### Stored items
_____

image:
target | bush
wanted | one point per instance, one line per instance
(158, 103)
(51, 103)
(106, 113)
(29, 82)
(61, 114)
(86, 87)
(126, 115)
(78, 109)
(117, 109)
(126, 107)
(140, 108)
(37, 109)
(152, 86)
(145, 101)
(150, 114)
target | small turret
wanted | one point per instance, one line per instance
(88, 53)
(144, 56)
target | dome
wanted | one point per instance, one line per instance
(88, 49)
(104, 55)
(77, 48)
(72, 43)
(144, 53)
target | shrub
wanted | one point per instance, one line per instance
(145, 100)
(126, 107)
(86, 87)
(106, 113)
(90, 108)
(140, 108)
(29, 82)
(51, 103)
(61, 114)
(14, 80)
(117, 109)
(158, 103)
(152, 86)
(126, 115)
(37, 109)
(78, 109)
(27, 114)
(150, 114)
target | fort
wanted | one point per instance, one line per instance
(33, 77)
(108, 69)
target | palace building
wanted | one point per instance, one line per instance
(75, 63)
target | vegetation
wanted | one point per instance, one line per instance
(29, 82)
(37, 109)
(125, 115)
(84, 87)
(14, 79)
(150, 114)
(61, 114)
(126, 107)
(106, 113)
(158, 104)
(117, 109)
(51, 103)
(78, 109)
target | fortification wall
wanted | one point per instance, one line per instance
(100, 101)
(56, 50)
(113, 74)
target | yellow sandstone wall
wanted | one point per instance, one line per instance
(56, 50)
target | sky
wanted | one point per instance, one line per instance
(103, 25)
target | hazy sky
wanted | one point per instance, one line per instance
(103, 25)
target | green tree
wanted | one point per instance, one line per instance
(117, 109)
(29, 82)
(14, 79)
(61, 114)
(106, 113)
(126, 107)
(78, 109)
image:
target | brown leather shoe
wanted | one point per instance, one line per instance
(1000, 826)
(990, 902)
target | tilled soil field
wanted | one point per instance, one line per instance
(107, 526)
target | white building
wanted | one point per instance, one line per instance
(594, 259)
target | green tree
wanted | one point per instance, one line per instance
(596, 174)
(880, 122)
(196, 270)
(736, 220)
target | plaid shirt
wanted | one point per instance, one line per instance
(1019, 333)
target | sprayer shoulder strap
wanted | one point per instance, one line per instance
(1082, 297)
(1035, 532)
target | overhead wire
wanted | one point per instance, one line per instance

_____

### Exercise directions
Please reproduce the part of the items above that opens with the line containing "target | sprayer shoulder strap" and closes with the final line of the items, substituting "power line" for "overhead wire" and leaving everything else unchanged.

### Response to the task
target | sprayer shoulder strap
wanted | one point per instance, one line per instance
(1082, 297)
(1035, 532)
target | power line
wanted | one point per instance, one line per instance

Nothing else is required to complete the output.